STILLPOINT Archive: last updated 04/16/2008
Favorite IT (Information Technology) Memories and Artifacts
When we needed to identify a photograph of an artifact from the Ken Olsen archives, we asked Gordon computer science faculty and other IT specialists for their help. Our STILLPOINT inbox overflowed; the photo turned out to be of an antique magnetic core memory. Russ Leathe, director of networking and computer services, said the image "brought back a flood of memories" from his work at Wang Laboratories in the 1980s--including the morning he met An Wang in an elevator. "Here was the man who created electronic core memory and later revolutionized the industry with the first word processor, saying hi to me. If the founder of a multimillion dollar company can remember me, how much greater is the God Who created me." Here are more of our technology-savvy friends' favorite IT memories.
1 | The How and Why Wonder Book of Robots and Electronic Brains (1963)
▬▬▬▬▬▬
TO BE DONE —
1. In the piece on favorite IT memories, what did the photographed artifact from the Ken Olsen archives turn out to be?
2. Pick up the piece on favorite IT memories after its last line and continue it.

PROVIDED DATA —
▬▬▬▬▬▬
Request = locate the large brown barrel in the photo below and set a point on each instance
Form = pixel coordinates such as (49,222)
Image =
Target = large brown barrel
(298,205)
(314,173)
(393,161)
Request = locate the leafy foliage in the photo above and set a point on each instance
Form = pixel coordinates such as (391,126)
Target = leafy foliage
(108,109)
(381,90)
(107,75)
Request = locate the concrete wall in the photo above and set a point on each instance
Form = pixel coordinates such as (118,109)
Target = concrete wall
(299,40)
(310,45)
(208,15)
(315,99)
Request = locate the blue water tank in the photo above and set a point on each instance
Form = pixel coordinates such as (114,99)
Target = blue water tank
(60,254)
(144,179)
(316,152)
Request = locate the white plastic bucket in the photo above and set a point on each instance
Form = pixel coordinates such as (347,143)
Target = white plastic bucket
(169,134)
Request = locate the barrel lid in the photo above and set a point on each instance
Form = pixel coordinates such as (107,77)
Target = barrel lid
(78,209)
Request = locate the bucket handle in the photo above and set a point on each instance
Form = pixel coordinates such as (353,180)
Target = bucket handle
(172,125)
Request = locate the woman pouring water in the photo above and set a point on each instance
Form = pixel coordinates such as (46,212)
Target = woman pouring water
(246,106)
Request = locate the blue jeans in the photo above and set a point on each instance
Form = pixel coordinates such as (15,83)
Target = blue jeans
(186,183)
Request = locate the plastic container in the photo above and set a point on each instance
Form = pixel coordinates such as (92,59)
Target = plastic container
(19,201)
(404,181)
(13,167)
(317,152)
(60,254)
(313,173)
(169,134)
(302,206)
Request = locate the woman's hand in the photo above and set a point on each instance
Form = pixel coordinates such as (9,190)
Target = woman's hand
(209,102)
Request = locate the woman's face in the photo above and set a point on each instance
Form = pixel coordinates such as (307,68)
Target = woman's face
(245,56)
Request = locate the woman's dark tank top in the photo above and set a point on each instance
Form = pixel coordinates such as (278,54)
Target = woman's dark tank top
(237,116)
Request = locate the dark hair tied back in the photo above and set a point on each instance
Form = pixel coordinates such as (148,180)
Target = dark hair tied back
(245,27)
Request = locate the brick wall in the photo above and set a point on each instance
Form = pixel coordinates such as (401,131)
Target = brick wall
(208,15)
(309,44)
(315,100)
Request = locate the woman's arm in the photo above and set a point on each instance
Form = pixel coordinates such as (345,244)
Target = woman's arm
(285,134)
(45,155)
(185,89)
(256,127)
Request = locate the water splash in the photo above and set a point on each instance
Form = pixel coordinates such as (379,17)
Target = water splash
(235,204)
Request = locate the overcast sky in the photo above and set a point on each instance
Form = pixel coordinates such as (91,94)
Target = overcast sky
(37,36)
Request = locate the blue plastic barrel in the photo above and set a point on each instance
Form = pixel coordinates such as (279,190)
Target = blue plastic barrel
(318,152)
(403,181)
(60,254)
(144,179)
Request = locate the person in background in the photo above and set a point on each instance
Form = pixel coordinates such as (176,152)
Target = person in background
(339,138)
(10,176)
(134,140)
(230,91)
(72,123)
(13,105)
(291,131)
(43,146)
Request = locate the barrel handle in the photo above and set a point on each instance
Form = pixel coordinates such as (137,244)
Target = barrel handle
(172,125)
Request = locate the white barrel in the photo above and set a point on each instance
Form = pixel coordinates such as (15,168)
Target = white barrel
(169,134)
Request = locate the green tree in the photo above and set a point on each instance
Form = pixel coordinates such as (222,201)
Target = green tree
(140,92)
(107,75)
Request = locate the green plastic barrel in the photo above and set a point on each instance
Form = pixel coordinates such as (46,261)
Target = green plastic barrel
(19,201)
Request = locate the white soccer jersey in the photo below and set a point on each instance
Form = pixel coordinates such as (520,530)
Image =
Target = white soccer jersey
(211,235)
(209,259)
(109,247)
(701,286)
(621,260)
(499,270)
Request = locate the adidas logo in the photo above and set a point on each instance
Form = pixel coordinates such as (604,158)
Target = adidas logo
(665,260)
▬▬▬▬▬▬
EXERCISE ANSWERS —
1. An antique magnetic core memory.

2.
The How and Why Wonder Book of Robots and Electronic Brains (1963) was the book that first interested me in computers. I read it about 100 times when I was in elementary school. I built robots out of light switches, light bulbs and big cardboard boxes. Isaac Asimov once quipped, when asked about the computers he had "invented" in his science fiction novels of the 1930s and '40s, "Did you notice I only described what it looked like on the outside?" My robots looked pretty good on the outside. Inside was me. I still have in my office my first computer, from the late 1970s, though actually my very first computer was the DigiComp I received around the same time as my How and Why Wonder Book. I'm still mourning the day it was unceremoniously thrown away. Now they're worth hundreds to collectors!
Irvin Levy, Ph.D.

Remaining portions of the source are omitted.